=== PROVIDED RECORDS ===

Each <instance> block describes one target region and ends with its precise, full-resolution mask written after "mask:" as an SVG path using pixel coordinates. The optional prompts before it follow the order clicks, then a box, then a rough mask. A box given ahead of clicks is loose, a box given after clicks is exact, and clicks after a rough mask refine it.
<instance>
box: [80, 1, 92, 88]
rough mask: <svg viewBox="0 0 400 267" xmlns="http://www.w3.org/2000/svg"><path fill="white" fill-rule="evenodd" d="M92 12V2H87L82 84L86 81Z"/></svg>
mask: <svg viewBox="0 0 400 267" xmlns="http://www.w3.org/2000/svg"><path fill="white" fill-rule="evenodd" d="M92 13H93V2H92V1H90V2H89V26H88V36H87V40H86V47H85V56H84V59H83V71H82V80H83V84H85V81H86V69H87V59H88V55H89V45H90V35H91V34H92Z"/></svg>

===

- _PROBLEM TO SOLVE_
Each record is to be repeated exactly.

- _OUTPUT FOR THIS EXERCISE_
Each <instance> block describes one target region and ends with its precise, full-resolution mask written after "mask:" as an SVG path using pixel coordinates. The optional prompts before it follow the order clicks, then a box, then a rough mask. A box given ahead of clicks is loose, a box given after clicks is exact, and clicks after a rough mask refine it.
<instance>
box: [80, 1, 92, 88]
rough mask: <svg viewBox="0 0 400 267" xmlns="http://www.w3.org/2000/svg"><path fill="white" fill-rule="evenodd" d="M92 12V2H87L82 84L86 81Z"/></svg>
mask: <svg viewBox="0 0 400 267" xmlns="http://www.w3.org/2000/svg"><path fill="white" fill-rule="evenodd" d="M92 13H93V2H92V1H90V2H89V26H88V36H87V40H86V47H85V56H84V59H83V71H82V80H83V84H85V81H86V69H87V59H88V55H89V45H90V35H91V34H92Z"/></svg>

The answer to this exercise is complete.